EXERCISE BRIEF ->
Starting at the line that contains "Where can you spot the horizon" and ending at the end of the material, write out every line again, requests included, scaling each coordinate in the answers by 1.3 and rounding to whole numbers, with halves rounded up.

****************************************

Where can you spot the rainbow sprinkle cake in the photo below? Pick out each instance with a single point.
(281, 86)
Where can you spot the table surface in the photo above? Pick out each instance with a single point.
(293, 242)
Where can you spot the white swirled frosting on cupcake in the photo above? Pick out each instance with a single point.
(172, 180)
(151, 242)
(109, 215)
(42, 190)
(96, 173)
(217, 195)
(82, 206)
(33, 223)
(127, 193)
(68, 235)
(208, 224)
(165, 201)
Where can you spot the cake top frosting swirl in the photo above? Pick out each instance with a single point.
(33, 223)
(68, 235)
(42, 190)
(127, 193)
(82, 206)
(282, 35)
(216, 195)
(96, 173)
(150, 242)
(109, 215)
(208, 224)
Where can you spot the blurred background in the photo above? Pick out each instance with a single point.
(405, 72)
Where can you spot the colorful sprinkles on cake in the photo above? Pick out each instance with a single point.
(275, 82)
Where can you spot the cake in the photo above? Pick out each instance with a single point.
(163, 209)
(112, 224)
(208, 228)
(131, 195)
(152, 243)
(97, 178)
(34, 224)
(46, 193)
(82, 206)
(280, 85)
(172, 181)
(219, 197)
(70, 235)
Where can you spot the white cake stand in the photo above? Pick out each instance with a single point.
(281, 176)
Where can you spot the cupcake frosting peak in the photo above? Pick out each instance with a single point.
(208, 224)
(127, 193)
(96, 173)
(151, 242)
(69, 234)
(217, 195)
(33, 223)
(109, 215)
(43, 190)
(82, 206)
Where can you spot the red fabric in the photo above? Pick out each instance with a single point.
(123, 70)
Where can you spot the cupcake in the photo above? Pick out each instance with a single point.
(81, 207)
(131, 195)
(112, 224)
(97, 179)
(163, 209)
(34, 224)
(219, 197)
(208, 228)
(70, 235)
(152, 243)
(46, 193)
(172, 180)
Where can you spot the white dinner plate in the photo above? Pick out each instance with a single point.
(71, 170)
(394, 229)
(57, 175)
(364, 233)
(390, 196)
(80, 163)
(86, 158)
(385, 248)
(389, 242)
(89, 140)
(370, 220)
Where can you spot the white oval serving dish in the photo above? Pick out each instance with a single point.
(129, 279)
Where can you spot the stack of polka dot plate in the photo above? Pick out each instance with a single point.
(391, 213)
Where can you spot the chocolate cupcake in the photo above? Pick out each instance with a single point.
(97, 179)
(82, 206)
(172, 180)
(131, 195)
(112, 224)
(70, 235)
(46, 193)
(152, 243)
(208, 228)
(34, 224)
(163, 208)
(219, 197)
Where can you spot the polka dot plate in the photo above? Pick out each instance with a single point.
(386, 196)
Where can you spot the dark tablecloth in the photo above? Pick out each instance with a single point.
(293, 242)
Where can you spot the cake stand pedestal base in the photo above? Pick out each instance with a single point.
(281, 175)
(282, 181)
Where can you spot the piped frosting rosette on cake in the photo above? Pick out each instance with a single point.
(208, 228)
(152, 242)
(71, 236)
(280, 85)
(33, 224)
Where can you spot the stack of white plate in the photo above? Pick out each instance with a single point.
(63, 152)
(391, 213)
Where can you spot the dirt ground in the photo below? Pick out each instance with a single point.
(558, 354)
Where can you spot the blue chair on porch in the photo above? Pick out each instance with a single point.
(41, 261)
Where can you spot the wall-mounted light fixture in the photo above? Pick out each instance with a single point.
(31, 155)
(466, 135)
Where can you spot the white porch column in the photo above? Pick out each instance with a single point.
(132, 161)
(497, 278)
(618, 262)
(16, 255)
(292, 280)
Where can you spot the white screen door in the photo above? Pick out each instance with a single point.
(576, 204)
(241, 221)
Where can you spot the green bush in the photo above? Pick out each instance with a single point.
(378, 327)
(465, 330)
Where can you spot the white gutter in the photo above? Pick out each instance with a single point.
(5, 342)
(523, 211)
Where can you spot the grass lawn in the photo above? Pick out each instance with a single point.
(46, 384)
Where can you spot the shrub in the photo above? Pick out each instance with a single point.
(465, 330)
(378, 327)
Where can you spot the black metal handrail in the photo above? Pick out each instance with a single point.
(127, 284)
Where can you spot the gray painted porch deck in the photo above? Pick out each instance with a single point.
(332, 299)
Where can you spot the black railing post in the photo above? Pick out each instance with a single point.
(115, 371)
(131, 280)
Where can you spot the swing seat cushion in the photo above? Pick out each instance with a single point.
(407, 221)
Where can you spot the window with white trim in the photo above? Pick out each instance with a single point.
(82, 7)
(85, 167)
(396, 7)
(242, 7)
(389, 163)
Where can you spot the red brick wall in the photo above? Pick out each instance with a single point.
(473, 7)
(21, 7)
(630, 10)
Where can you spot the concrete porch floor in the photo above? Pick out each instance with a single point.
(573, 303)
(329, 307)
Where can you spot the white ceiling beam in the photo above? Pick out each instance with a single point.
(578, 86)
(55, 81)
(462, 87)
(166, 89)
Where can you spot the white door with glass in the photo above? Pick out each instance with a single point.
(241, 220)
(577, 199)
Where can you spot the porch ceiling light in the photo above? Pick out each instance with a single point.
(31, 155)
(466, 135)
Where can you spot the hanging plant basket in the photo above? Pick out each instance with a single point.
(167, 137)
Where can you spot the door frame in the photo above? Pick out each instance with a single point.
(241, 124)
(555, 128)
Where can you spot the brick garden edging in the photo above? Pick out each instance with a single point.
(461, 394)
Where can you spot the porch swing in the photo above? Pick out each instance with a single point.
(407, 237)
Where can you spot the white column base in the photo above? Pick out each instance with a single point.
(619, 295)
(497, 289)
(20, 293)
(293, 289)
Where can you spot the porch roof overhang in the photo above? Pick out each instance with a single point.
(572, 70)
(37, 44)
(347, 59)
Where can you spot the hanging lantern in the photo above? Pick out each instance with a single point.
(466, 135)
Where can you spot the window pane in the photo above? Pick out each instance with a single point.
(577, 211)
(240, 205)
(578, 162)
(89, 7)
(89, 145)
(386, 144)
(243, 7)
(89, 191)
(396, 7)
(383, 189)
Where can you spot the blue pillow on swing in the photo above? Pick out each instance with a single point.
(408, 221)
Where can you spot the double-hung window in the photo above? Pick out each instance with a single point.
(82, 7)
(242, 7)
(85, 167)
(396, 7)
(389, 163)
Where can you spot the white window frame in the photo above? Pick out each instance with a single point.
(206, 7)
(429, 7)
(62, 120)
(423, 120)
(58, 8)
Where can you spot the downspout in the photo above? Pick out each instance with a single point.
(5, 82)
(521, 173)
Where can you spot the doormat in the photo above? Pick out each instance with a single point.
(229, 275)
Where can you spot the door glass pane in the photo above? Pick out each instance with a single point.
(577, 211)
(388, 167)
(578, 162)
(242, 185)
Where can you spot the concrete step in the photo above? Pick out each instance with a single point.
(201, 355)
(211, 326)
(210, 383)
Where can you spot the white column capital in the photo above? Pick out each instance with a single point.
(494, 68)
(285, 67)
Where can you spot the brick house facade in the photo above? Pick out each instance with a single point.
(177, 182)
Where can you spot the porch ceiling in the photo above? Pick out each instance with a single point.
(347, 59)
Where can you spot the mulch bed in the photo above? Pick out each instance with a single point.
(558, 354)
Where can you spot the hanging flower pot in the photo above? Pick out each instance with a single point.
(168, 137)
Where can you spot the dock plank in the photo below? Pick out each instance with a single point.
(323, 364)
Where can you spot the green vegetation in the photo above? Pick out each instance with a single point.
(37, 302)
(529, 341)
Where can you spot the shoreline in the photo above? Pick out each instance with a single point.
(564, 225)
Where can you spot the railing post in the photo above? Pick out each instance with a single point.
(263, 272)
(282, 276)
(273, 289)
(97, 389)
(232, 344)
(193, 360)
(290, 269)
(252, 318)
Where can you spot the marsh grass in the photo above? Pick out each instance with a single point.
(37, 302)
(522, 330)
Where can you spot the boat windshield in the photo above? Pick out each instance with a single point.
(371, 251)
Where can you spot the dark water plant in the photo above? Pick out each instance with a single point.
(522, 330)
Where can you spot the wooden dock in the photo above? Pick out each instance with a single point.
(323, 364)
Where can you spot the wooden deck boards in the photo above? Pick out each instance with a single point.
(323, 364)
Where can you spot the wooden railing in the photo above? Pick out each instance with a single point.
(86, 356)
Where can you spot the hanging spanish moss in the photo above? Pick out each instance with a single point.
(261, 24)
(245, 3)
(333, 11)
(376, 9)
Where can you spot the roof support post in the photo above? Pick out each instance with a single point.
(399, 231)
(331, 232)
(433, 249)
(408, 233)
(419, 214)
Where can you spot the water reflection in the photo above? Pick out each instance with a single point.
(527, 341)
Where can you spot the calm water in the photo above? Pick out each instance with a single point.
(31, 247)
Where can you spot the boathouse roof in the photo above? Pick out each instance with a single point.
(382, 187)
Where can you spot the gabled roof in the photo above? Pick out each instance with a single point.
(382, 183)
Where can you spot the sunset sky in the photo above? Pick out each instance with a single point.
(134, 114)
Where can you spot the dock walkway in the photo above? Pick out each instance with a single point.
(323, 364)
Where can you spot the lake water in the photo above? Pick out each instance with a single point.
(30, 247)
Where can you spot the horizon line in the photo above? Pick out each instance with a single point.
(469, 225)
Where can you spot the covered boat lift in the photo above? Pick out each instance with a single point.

****************************************

SOLVED PROBLEM ->
Where can you spot the horizon line in the photo above? Pick out each instance with a single point.
(610, 293)
Where can you spot the covered boat lift in the photo above? Pick out each instance with a single point.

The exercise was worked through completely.